── DATA ROWS ──

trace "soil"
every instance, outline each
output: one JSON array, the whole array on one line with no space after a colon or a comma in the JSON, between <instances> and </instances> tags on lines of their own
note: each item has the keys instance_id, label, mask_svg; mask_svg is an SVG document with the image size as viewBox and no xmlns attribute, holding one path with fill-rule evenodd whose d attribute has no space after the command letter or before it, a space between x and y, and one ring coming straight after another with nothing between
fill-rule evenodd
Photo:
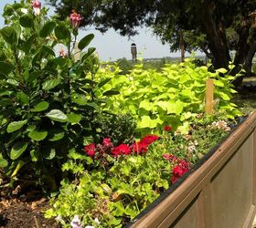
<instances>
[{"instance_id":1,"label":"soil","mask_svg":"<svg viewBox=\"0 0 256 228\"><path fill-rule=\"evenodd\" d=\"M48 201L39 195L3 196L1 192L0 228L57 228L54 219L44 217L43 212L48 208Z\"/></svg>"}]
</instances>

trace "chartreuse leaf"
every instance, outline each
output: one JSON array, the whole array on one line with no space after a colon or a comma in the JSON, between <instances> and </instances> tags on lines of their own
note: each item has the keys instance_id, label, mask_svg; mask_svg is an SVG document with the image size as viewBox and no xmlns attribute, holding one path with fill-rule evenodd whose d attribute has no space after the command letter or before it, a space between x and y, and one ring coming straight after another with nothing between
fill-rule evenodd
<instances>
[{"instance_id":1,"label":"chartreuse leaf","mask_svg":"<svg viewBox=\"0 0 256 228\"><path fill-rule=\"evenodd\" d=\"M17 36L13 27L5 26L0 30L5 41L10 45L15 45L17 42Z\"/></svg>"},{"instance_id":2,"label":"chartreuse leaf","mask_svg":"<svg viewBox=\"0 0 256 228\"><path fill-rule=\"evenodd\" d=\"M43 83L43 89L49 90L59 85L61 80L59 78L49 79Z\"/></svg>"},{"instance_id":3,"label":"chartreuse leaf","mask_svg":"<svg viewBox=\"0 0 256 228\"><path fill-rule=\"evenodd\" d=\"M55 28L55 22L54 21L48 21L41 30L39 31L39 36L43 38L47 37L48 36L50 35L50 33L53 31Z\"/></svg>"},{"instance_id":4,"label":"chartreuse leaf","mask_svg":"<svg viewBox=\"0 0 256 228\"><path fill-rule=\"evenodd\" d=\"M48 109L48 102L47 101L41 101L38 104L37 104L34 109L31 109L33 112L39 112L39 111L44 111Z\"/></svg>"},{"instance_id":5,"label":"chartreuse leaf","mask_svg":"<svg viewBox=\"0 0 256 228\"><path fill-rule=\"evenodd\" d=\"M17 158L19 158L24 153L27 147L27 142L25 141L16 142L11 150L11 153L10 153L11 160L16 160Z\"/></svg>"},{"instance_id":6,"label":"chartreuse leaf","mask_svg":"<svg viewBox=\"0 0 256 228\"><path fill-rule=\"evenodd\" d=\"M28 137L36 141L43 140L47 137L47 135L48 131L43 130L35 130L28 133Z\"/></svg>"},{"instance_id":7,"label":"chartreuse leaf","mask_svg":"<svg viewBox=\"0 0 256 228\"><path fill-rule=\"evenodd\" d=\"M52 109L50 112L47 113L46 116L54 121L58 121L58 122L68 121L68 117L61 110L59 109Z\"/></svg>"},{"instance_id":8,"label":"chartreuse leaf","mask_svg":"<svg viewBox=\"0 0 256 228\"><path fill-rule=\"evenodd\" d=\"M94 38L94 35L93 34L89 34L87 36L85 36L80 42L79 42L79 48L80 50L82 50L83 48L85 48L90 43L91 41Z\"/></svg>"},{"instance_id":9,"label":"chartreuse leaf","mask_svg":"<svg viewBox=\"0 0 256 228\"><path fill-rule=\"evenodd\" d=\"M21 129L25 124L27 123L27 120L21 120L21 121L13 121L8 124L7 126L7 132L11 133L14 132L19 129Z\"/></svg>"},{"instance_id":10,"label":"chartreuse leaf","mask_svg":"<svg viewBox=\"0 0 256 228\"><path fill-rule=\"evenodd\" d=\"M32 27L34 26L34 19L30 15L24 15L20 16L19 23L23 27Z\"/></svg>"}]
</instances>

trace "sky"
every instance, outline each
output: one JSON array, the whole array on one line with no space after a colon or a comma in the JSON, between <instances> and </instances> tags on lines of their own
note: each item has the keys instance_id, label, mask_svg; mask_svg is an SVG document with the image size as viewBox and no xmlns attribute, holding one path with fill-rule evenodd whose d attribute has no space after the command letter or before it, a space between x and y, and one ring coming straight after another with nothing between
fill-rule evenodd
<instances>
[{"instance_id":1,"label":"sky","mask_svg":"<svg viewBox=\"0 0 256 228\"><path fill-rule=\"evenodd\" d=\"M19 0L16 0L19 2ZM4 25L2 16L3 9L5 4L12 4L14 0L0 0L0 26ZM44 5L44 1L42 1ZM53 12L53 9L50 10ZM94 47L97 49L100 59L103 61L114 61L118 58L126 57L132 58L131 44L135 43L137 46L137 52L139 57L143 58L151 57L179 57L179 53L170 53L168 45L162 45L159 38L152 34L150 28L138 28L139 35L132 36L131 39L127 36L122 36L113 29L109 29L105 34L91 27L87 30L80 30L80 36L93 33L95 37L91 43L90 47Z\"/></svg>"}]
</instances>

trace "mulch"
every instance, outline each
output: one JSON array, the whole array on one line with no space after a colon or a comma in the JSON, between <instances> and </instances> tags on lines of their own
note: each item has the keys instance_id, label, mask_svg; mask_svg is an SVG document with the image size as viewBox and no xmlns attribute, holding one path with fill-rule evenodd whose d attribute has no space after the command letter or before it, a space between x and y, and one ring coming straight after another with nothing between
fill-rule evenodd
<instances>
[{"instance_id":1,"label":"mulch","mask_svg":"<svg viewBox=\"0 0 256 228\"><path fill-rule=\"evenodd\" d=\"M57 228L55 220L46 219L48 200L34 195L5 195L0 192L0 228ZM30 192L31 193L31 192Z\"/></svg>"}]
</instances>

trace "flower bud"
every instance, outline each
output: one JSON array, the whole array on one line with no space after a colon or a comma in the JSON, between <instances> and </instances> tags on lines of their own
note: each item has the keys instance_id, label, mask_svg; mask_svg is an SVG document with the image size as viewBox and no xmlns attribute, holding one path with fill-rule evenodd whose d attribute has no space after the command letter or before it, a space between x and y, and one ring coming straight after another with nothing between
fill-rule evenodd
<instances>
[{"instance_id":1,"label":"flower bud","mask_svg":"<svg viewBox=\"0 0 256 228\"><path fill-rule=\"evenodd\" d=\"M33 7L34 14L36 16L39 16L41 13L41 2L38 0L31 1L31 5Z\"/></svg>"},{"instance_id":2,"label":"flower bud","mask_svg":"<svg viewBox=\"0 0 256 228\"><path fill-rule=\"evenodd\" d=\"M76 11L72 11L72 14L69 16L69 20L74 30L78 29L80 23L81 21L81 16Z\"/></svg>"}]
</instances>

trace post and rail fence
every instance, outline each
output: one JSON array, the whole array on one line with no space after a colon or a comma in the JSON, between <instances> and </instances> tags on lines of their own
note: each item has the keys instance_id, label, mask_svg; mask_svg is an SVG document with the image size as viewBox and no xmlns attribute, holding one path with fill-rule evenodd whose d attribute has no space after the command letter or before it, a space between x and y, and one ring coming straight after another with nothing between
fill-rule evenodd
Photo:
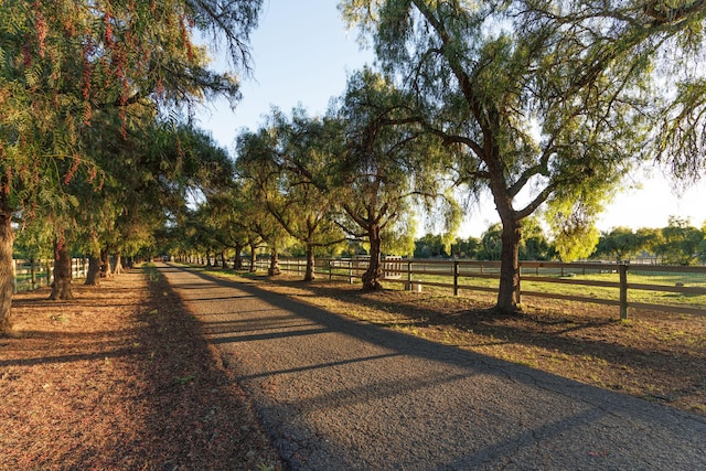
<instances>
[{"instance_id":1,"label":"post and rail fence","mask_svg":"<svg viewBox=\"0 0 706 471\"><path fill-rule=\"evenodd\" d=\"M267 269L267 258L256 261ZM282 271L303 275L306 260L281 258ZM360 258L319 258L314 274L353 283L367 269ZM388 258L383 261L383 279L421 291L422 286L462 291L498 292L500 261ZM552 289L560 286L559 290ZM613 306L620 318L628 310L653 310L677 314L706 314L706 267L682 267L628 263L521 261L517 299L550 298Z\"/></svg>"},{"instance_id":2,"label":"post and rail fence","mask_svg":"<svg viewBox=\"0 0 706 471\"><path fill-rule=\"evenodd\" d=\"M88 261L85 258L72 258L71 277L85 278L88 271ZM12 290L30 291L50 286L54 281L53 259L13 259L12 260Z\"/></svg>"}]
</instances>

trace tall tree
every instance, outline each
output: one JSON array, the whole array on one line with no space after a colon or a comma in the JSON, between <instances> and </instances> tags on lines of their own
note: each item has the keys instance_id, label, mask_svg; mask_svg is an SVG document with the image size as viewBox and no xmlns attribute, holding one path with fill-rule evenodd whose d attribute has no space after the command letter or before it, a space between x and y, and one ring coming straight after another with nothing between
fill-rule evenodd
<instances>
[{"instance_id":1,"label":"tall tree","mask_svg":"<svg viewBox=\"0 0 706 471\"><path fill-rule=\"evenodd\" d=\"M579 239L597 195L649 149L646 117L661 106L655 61L678 61L686 40L700 44L706 17L700 1L346 0L341 9L418 94L428 126L463 153L469 186L492 194L503 312L517 308L521 221L554 205L566 239Z\"/></svg>"},{"instance_id":2,"label":"tall tree","mask_svg":"<svg viewBox=\"0 0 706 471\"><path fill-rule=\"evenodd\" d=\"M11 221L64 196L60 183L100 168L82 139L92 116L128 106L238 97L205 67L195 31L225 39L235 68L260 0L3 2L0 9L0 325L10 314ZM223 42L221 42L223 43ZM98 184L96 184L98 186Z\"/></svg>"},{"instance_id":3,"label":"tall tree","mask_svg":"<svg viewBox=\"0 0 706 471\"><path fill-rule=\"evenodd\" d=\"M290 118L275 110L266 127L238 137L240 175L252 182L253 197L263 208L304 246L306 281L315 277L315 249L345 240L333 217L331 158L341 137L338 129L336 122L301 109Z\"/></svg>"},{"instance_id":4,"label":"tall tree","mask_svg":"<svg viewBox=\"0 0 706 471\"><path fill-rule=\"evenodd\" d=\"M364 290L382 287L384 243L393 248L406 235L411 246L415 200L427 207L440 203L447 229L458 224L443 184L450 153L420 126L414 106L388 79L364 68L350 77L336 114L345 143L345 152L333 156L342 227L370 244Z\"/></svg>"}]
</instances>

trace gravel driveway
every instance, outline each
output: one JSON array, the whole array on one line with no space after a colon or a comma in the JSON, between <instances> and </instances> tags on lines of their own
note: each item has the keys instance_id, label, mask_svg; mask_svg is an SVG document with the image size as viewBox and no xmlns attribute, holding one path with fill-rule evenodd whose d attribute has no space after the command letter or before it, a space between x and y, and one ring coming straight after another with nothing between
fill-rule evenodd
<instances>
[{"instance_id":1,"label":"gravel driveway","mask_svg":"<svg viewBox=\"0 0 706 471\"><path fill-rule=\"evenodd\" d=\"M291 469L706 469L698 416L161 270Z\"/></svg>"}]
</instances>

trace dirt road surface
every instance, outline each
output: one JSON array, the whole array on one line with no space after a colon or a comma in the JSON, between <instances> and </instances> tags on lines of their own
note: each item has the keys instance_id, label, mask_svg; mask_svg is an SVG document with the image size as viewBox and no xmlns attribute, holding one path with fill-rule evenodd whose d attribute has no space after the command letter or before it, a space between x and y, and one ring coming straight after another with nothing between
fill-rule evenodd
<instances>
[{"instance_id":1,"label":"dirt road surface","mask_svg":"<svg viewBox=\"0 0 706 471\"><path fill-rule=\"evenodd\" d=\"M291 469L706 469L702 417L160 269Z\"/></svg>"}]
</instances>

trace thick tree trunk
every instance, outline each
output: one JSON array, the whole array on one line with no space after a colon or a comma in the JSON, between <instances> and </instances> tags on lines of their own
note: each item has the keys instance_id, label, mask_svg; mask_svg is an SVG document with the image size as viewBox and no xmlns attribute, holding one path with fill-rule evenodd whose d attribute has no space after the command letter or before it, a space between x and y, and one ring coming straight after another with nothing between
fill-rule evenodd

───

Everything from the line with "trace thick tree trunk" through the last line of the material above should be echoed exactly, and nothing else.

FINAL RESULT:
trace thick tree trunk
every instance, outline each
output: one JSON array, the whole array on one line with no space after a colon or a comma in the JSON, between <instances> and </instances> tags on lines of their own
note: each item has the keys instance_id, label, mask_svg; mask_svg is an SVG document with the image size as viewBox and no xmlns attribute, holding one path with fill-rule evenodd whose d attribute has no space after the command letter or before it, a space between x and y, and one ring coming straight after another with nothing between
fill-rule evenodd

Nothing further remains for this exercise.